▶ DATASET EXTRACT:
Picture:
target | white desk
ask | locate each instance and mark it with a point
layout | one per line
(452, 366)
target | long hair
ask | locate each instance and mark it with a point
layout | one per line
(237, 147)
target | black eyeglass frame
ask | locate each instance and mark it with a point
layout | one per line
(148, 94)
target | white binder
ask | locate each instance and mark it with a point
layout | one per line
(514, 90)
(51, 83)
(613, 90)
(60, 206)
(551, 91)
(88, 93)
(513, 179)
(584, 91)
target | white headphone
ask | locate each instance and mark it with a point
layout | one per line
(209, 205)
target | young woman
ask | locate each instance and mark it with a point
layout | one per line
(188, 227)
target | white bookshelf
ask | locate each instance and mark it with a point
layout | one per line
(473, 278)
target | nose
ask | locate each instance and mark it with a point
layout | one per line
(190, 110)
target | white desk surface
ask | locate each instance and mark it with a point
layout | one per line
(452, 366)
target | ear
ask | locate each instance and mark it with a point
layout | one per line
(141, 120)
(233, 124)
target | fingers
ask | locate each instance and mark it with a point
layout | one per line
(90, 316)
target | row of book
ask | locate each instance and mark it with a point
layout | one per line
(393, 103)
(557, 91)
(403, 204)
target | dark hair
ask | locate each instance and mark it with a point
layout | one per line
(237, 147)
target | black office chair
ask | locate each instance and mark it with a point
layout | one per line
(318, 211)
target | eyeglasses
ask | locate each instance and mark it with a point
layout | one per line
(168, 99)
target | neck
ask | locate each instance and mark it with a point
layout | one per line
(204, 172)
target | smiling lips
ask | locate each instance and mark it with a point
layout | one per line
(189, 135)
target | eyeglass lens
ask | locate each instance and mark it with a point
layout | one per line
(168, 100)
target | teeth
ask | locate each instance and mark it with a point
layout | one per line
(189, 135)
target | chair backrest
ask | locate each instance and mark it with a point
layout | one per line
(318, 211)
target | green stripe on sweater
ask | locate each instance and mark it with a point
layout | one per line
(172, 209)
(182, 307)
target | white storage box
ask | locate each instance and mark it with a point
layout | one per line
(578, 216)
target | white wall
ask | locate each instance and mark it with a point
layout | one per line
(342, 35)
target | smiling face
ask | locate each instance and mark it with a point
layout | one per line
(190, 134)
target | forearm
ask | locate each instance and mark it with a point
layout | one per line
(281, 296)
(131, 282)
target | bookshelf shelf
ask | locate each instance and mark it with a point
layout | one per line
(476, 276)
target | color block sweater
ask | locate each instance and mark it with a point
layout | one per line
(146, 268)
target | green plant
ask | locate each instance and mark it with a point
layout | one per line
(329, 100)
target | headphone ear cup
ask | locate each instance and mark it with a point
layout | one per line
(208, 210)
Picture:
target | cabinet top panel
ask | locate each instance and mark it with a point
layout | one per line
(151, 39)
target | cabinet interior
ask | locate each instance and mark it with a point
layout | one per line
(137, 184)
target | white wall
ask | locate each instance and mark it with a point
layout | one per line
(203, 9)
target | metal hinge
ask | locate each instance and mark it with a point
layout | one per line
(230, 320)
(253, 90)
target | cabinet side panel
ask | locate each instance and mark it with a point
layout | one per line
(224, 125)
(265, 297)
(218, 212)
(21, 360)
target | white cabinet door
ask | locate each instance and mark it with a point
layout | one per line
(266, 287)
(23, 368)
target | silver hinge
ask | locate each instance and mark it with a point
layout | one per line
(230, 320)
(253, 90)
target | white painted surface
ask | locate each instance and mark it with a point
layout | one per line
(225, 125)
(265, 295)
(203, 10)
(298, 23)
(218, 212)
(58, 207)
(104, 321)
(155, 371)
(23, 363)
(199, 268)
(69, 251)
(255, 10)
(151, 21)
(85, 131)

▶ ACTIVITY: Print every record above exactly as it appears.

▶ RESPONSE:
Picture:
target | white desk
ask | locate each instance and mark it with a point
layout | one per line
(452, 366)
target | long hair
ask | locate each instance and mark it with a point
layout | one per line
(237, 147)
target | black eyeglass frame
ask | locate each instance and mark it with a point
layout | one per line
(148, 94)
target | white binder
ask | locate each instance and mark it with a point
layout | one per line
(514, 90)
(51, 83)
(613, 90)
(60, 206)
(551, 91)
(88, 93)
(513, 179)
(584, 91)
target | white headphone
ask | locate each instance and mark it with a point
layout | one per line
(209, 205)
target | young woman
ask | locate each instance and mark it with a point
layout | one per line
(188, 227)
target | white bookshelf
ask | locate each instance and mark it with a point
layout | one per line
(473, 278)
target | nose
ask | locate each instance and mark it with a point
layout | one per line
(190, 110)
target | white desk surface
ask | locate each instance and mark it with a point
layout | one per line
(452, 366)
target | ear
ask | locate each instance and mark it with a point
layout | one per line
(141, 120)
(233, 124)
target | fingers
ask | locate each instance and mark it with a point
layout | one per line
(90, 316)
target | row of book
ask | locate each instance and mark it with a point
layout | one per line
(393, 103)
(557, 91)
(403, 204)
target | dark hair
ask | locate each instance and mark it with a point
layout | one per line
(237, 147)
target | black office chair
ask | locate each instance and mark it with a point
layout | one per line
(318, 211)
target | eyeglasses
ask | locate each instance and mark it with a point
layout | one per line
(168, 99)
target | neck
ask | locate each instance and mark it with a point
layout | one per line
(204, 172)
target | smiling lips
ask | locate each instance and mark it with a point
layout | one per line
(189, 135)
target | eyeglass lens
ask | locate each instance and mark it with a point
layout | one per line
(168, 100)
target | teeth
ask | locate each instance and mark it with a point
layout | one per line
(189, 135)
target | chair backrest
ask | locate each instance and mark it with a point
layout | one per line
(318, 211)
target | green stripe on sweater
ask | locate each instance and mark it with a point
layout | one per line
(172, 209)
(182, 307)
target | white storage box
ask | locate each instance and mark it with a point
layout | one per line
(578, 216)
target | white wall
ask | locate each instance and mark it with a point
layout | one per line
(342, 35)
target | smiling face
ask | locate each instance and mark it with a point
layout | one per line
(190, 134)
target | forearm
ask | locate each instance and mark it with a point
layout | one per line
(281, 296)
(131, 282)
target | bookshelf shelf
ask | locate each instance and mark it with a point
layout | one per line
(476, 276)
target | color block sweater
ask | locate each instance and mark it with a point
layout | one per line
(146, 268)
target | green plant
ask | locate each instance and mark it with a point
layout | one per line
(329, 100)
target | headphone ear cup
ask | locate each instance and mark it with a point
layout | one per line
(208, 210)
Picture:
target | cabinet top panel
ask | locate each instance and mark it with a point
layout | one per line
(151, 39)
target | cabinet interior
ask | locate each instance and mark it with a point
layout | one per line
(137, 184)
target | white wall
ask | locate each instance and mark it with a point
layout | one per line
(203, 9)
target | metal hinge
ask | locate each instance and mark it with a point
layout | one per line
(230, 320)
(253, 90)
target | cabinet side panel
ask | locate each instance and mark it with a point
layout | one per line
(224, 125)
(265, 297)
(218, 212)
(21, 360)
target | white cabinet door
ask | locate each instance and mark it with a point
layout | one per line
(266, 287)
(23, 368)
target | silver hinge
ask | locate each instance and mark it with a point
layout | one per line
(230, 320)
(253, 90)
target | white painted surface
ask | locate each instance and mark it with a point
layout | one per line
(225, 125)
(265, 295)
(203, 10)
(298, 23)
(218, 212)
(58, 207)
(104, 321)
(155, 371)
(23, 363)
(199, 268)
(69, 251)
(255, 10)
(151, 21)
(85, 131)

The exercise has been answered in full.